§ Segmentation labeling entries:
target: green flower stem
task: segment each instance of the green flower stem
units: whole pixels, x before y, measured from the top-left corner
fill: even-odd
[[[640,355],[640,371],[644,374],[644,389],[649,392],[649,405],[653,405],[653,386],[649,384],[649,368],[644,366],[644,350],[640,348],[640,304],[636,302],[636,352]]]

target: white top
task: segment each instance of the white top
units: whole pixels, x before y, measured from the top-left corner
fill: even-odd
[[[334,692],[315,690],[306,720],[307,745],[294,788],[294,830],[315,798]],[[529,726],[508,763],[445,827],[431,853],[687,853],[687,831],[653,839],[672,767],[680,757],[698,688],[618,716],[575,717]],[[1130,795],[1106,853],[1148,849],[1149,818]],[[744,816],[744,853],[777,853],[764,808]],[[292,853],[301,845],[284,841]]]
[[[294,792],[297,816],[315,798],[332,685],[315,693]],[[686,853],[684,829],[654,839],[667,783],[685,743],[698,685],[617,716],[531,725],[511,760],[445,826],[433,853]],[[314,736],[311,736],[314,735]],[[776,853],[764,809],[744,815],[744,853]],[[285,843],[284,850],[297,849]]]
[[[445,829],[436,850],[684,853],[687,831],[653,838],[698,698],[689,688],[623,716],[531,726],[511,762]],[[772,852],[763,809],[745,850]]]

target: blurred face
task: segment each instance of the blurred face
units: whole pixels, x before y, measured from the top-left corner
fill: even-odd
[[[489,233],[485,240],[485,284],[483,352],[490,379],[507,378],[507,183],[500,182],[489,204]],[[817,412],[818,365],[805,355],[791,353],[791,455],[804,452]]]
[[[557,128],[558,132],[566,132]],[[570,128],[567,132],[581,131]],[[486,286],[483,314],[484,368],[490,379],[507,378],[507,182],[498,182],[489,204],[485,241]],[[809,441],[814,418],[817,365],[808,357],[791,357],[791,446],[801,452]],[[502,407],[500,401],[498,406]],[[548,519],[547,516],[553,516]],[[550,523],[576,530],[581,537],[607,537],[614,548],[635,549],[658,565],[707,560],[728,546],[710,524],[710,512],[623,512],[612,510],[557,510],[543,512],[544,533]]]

§ Problem details:
Reproduce every line of the items above verbatim, with no alterations.

§ Result for this task:
target: green flower stem
task: segment each instance of the green flower stem
units: whole pixels, x before y, measured from the top-left corner
fill: even-odd
[[[640,355],[640,371],[644,374],[644,389],[649,392],[649,405],[653,405],[653,386],[649,384],[649,368],[644,366],[644,350],[640,348],[640,304],[636,302],[636,352]]]

target: white top
task: segment each instance of the white top
units: whole pixels, x before y, measured from the top-left corner
fill: even-odd
[[[334,692],[315,690],[306,720],[307,745],[294,788],[294,830],[315,798]],[[529,726],[508,763],[445,827],[431,853],[687,853],[687,831],[653,839],[672,767],[680,757],[698,688],[618,716],[575,717]],[[1130,795],[1106,853],[1148,849],[1149,818]],[[744,816],[744,853],[777,853],[764,808]],[[292,853],[301,845],[284,841]]]
[[[294,792],[297,816],[315,798],[332,685],[315,693]],[[686,853],[684,829],[654,839],[667,783],[685,743],[698,685],[617,716],[531,725],[511,760],[445,826],[433,853]],[[314,736],[311,736],[314,735]],[[776,853],[764,809],[744,815],[744,853]],[[285,843],[284,850],[297,849]]]
[[[445,829],[436,850],[684,853],[687,831],[653,838],[698,698],[689,688],[623,716],[531,726],[511,762]],[[772,852],[763,809],[745,850]]]

target: blurred face
task: segment each instance of the blurred face
units: whole pixels, x before y, measured from the top-left corner
fill: even-odd
[[[489,233],[485,240],[485,284],[483,352],[490,379],[507,378],[507,183],[500,182],[489,204]],[[817,412],[818,365],[805,355],[791,353],[791,455],[804,452]]]
[[[557,128],[558,132],[566,132]],[[570,128],[567,132],[581,131]],[[486,286],[483,314],[484,368],[490,379],[507,378],[507,182],[498,182],[489,204],[485,241]],[[809,441],[814,418],[817,365],[808,357],[791,357],[791,446],[801,452]],[[502,407],[500,401],[498,406]],[[548,519],[547,516],[553,516]],[[550,523],[576,530],[581,537],[607,537],[614,548],[635,549],[658,565],[707,560],[728,546],[710,524],[710,512],[623,512],[612,510],[557,510],[543,512],[544,533]]]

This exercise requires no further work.